[ЧТО СДЕЛАТЬ]:
Продолжите текст про дождливый ноябрь и пишите дальше сразу после его последней фразы.

Дождливый ноябрь

 Я проснулся сам, до будильника. И первая мысль была о том, как же я мог спать в такой шум? Вокруг стоял шторм. Ветер бил близкие деревья о стены и стекла моего домика и выл в трубе, вокруг был такой дождь, что вера в то, что после всемирного потопа Бог дал обет больше землю не топить, вызвала сомнения. У меня были планы. Надо было ехать. Я встал и поглядел в окно, чтобы убедиться окончательно в том, что планы пошли лесом.

 За дождем не было видно даже соседнего дома и ближней горы, а то, что было видно походило на погром. В саду стояли лужи, валялись обломанные ветки и последние листья. Как был, босиком вышел на террасу, не то чтобы покурить, а, скорее, поглядеть поближе как ТАМ. Два метра террасы оказались слабой защитой, по доскам текла вода. Не холодная. Закурил. Мимо проехал автобус полный людей. Дождь это слабая отмаза для того, чтобы остаться дома.

[СПИСОК]:
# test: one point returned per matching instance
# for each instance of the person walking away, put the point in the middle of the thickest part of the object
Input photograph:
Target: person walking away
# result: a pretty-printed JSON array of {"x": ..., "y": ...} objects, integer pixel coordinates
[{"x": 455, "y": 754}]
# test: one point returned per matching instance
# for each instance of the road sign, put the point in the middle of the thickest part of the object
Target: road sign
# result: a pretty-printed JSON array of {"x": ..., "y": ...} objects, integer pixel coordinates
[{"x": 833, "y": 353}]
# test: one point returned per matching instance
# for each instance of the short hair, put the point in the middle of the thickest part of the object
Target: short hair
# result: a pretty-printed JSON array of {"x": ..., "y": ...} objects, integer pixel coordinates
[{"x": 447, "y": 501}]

...

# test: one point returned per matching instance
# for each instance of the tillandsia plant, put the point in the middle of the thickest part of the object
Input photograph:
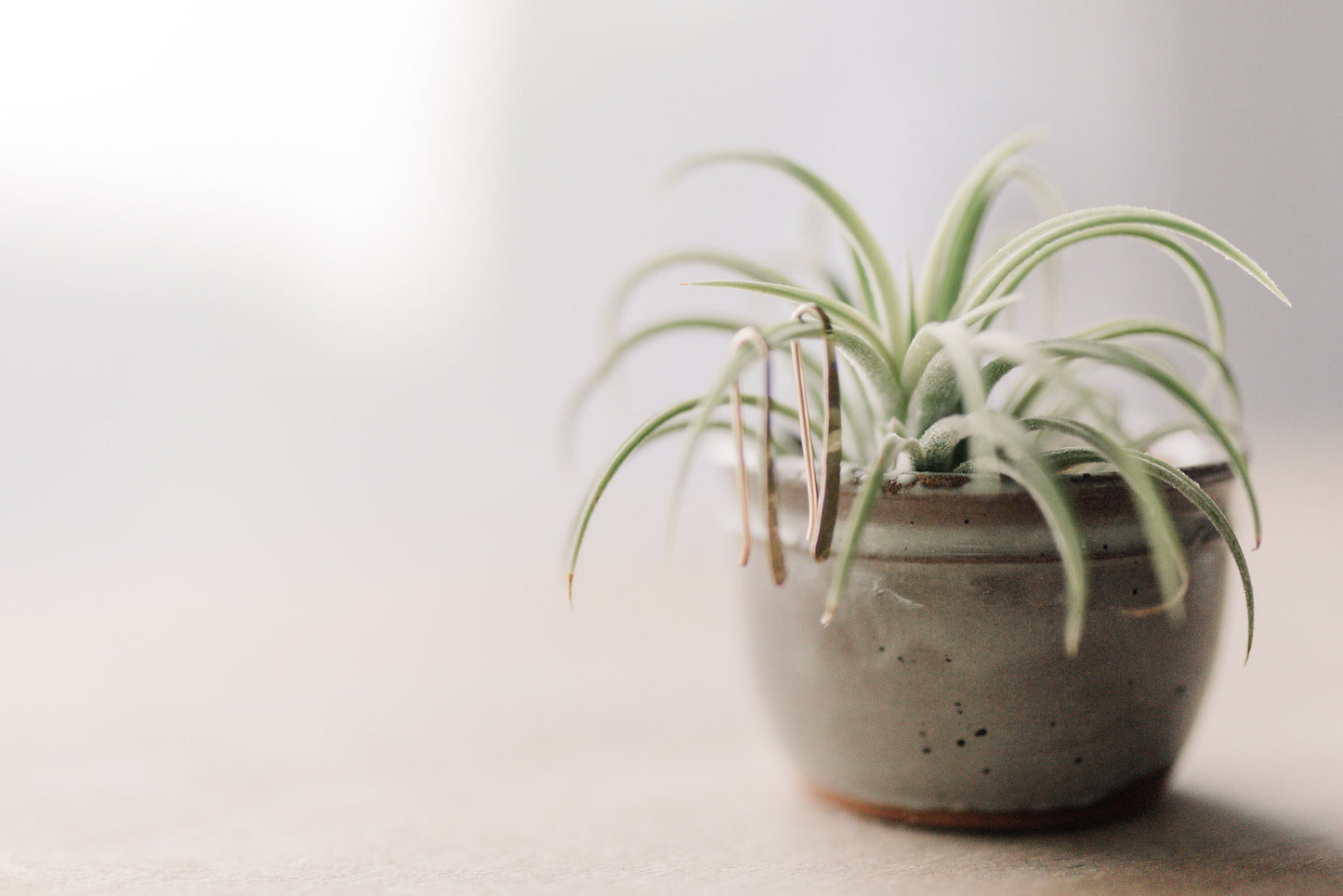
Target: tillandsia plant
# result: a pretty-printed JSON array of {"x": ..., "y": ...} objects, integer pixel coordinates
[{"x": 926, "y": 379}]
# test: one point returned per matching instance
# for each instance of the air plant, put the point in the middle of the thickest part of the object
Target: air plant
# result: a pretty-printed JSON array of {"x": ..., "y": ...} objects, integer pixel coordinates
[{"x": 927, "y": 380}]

* * *

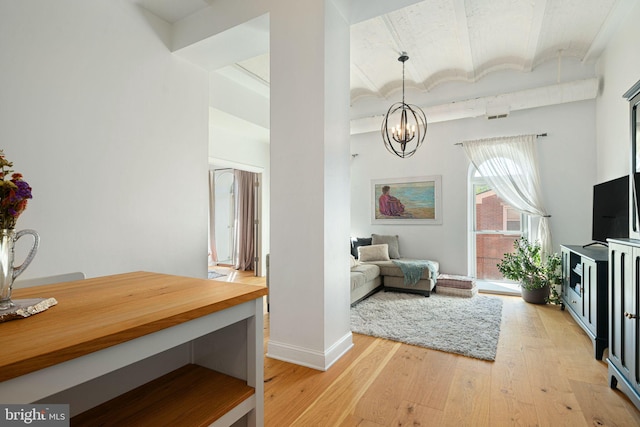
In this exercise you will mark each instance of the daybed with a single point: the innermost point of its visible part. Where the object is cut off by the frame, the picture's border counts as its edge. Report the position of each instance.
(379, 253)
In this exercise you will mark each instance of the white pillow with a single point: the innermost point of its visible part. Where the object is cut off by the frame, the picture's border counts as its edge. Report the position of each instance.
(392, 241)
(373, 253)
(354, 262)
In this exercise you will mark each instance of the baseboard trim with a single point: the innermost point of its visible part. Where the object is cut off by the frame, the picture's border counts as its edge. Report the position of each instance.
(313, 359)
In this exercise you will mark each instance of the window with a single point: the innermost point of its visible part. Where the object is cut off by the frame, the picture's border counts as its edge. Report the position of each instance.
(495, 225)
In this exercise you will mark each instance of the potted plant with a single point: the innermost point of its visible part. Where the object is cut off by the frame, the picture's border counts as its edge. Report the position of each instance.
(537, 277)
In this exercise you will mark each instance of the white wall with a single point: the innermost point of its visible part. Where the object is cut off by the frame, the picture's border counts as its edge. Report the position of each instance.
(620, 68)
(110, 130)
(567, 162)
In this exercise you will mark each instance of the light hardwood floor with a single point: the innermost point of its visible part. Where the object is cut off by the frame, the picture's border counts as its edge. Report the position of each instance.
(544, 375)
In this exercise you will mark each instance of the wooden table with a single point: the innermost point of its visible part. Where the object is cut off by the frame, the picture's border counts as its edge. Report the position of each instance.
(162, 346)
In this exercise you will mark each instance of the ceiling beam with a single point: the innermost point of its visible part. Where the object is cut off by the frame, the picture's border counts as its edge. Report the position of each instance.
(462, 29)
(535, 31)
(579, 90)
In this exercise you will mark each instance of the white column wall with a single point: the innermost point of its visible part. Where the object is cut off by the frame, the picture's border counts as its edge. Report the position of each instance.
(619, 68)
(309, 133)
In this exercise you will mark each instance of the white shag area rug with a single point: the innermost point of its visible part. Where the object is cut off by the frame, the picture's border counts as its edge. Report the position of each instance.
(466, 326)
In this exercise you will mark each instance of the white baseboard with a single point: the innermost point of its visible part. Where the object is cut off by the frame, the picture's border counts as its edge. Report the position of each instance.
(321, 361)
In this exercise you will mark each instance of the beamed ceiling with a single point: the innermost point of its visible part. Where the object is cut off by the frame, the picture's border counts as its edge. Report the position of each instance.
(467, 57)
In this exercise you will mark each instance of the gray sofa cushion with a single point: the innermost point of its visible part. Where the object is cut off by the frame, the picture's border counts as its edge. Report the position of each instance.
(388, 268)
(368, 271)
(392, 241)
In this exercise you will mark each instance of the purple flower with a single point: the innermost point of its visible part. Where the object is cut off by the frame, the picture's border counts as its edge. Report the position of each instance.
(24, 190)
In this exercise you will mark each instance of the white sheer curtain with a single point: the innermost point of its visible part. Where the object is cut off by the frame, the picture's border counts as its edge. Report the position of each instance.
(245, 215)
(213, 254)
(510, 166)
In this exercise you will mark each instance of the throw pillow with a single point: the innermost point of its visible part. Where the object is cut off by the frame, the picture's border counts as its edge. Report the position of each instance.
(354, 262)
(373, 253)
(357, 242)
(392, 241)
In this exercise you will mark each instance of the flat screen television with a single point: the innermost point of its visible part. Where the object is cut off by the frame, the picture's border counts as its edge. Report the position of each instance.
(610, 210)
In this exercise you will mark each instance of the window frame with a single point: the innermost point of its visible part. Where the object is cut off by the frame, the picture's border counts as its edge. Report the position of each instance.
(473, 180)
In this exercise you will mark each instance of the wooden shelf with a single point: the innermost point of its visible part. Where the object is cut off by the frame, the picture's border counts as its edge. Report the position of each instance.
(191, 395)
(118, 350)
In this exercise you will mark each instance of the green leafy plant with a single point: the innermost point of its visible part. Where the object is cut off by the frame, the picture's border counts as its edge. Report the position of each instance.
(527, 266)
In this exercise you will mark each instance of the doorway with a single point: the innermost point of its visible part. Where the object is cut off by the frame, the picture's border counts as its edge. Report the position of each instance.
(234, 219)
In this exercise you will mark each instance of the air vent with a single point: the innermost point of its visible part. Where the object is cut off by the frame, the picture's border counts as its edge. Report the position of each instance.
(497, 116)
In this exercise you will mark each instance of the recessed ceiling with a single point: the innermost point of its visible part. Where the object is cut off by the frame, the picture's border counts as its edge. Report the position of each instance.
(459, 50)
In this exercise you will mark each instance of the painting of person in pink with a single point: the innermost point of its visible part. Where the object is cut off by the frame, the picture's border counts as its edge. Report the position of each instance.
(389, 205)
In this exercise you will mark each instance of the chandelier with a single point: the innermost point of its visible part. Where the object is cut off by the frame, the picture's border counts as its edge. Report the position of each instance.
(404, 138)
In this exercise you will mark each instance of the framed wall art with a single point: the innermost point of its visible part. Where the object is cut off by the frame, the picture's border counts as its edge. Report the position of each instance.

[ОТВЕТ НИЖЕ]:
 Но я уже остался.
 
 Влажный, но свежий воздух возражал против курения, но молча. Зазвонил будильник в телефоне и сигарету пришлось бросить. Мокрые ноги я вытер о ковер, хорошо, что никто не видит. Валяться больше не хотелось, и я занялся утренними ритуалами, включив негромкого БГ.

 Не столько из соображений получения тепла, сколько из-за того, чтобы поглядеть на огонь, затопил камин и открыл окно. На улице пели птицы, странные, может они и не пели, а ругали погоду, впечатления это не меняло.

 Дождь продолжался. Не наврали вчера эмчеэсники, которые уже в темноте сигналили штормовое предупреждение. Хотелось на речку. Она, наверняка, поднялась метра на полтора. Хотелось на море – там черные волны, шум, пена. Эх. Разложенная на столе для вычитки книга никаких эмоций не вызвала. Она просто занимала стол. Я ее уже написал. Пережил, перепсиховал, перемечтал – все. Остальное – это скучно и неинтересно, но надо, а то получается, что я ее написать – написал, но как-то не доделал. Это раздражало. Обычно. Сейчас вот по фигу.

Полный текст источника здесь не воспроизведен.